TASK TO CARRY OUT
Can you copy the records from the line containing "notation: point(840, 113)." down to the line containing "point(831, 571)", keeping every line, and raise each coordinate in the answer points by 37 while leaving everything else unchanged?

TASK MATERIAL
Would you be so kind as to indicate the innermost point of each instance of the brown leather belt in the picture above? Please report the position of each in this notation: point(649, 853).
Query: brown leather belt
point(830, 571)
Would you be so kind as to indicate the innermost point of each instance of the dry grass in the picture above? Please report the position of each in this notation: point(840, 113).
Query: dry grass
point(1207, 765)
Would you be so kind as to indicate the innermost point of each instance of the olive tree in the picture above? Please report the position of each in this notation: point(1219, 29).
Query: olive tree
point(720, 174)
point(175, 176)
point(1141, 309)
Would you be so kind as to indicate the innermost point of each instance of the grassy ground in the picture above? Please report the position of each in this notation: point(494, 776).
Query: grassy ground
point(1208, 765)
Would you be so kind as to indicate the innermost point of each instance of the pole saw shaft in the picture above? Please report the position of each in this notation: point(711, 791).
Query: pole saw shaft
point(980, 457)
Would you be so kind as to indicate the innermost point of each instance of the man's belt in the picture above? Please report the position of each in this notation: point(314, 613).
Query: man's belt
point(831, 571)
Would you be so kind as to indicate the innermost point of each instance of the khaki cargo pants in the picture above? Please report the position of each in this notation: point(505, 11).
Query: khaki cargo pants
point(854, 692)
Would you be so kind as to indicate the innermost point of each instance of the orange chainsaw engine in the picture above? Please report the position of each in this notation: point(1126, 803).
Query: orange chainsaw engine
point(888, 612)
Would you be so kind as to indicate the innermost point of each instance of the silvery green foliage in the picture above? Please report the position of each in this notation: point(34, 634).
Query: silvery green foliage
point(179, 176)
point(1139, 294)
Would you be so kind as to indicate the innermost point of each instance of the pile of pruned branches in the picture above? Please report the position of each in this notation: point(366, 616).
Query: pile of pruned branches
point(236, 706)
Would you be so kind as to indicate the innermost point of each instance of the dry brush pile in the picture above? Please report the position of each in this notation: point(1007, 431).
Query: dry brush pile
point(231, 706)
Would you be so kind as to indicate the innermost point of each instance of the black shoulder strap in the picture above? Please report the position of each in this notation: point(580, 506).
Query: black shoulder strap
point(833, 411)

FINISHED TASK
Would you be so kind as to indicate the innermost point of each instance of the dry grass in the picture above? Please report the position of each in this notation: point(840, 113).
Query: dry grass
point(1244, 802)
Would you be so kind as to indicate the innermost point of each instance of the olive tree in the picture above? Please report the position of each in this notation: point(1219, 29).
Query: olive tree
point(757, 211)
point(212, 213)
point(1178, 346)
Would you be so kind as to indicate the innermost point of each instance of the grassy ground in the picture above? Please report the position of each in this notation: point(494, 776).
Query: grassy ground
point(1245, 802)
Would you be so kind as to indicate the innermost point of each instance of the pole saw shaft in the picture above? Please report the position of each in this notation: point(711, 791).
Query: pole saw shaft
point(1017, 494)
Would you be so kind as to indicate the innermost point of each instance of the man's belt in the picture above? Please report the position of each in this notation: point(314, 613).
Query: man's belt
point(868, 608)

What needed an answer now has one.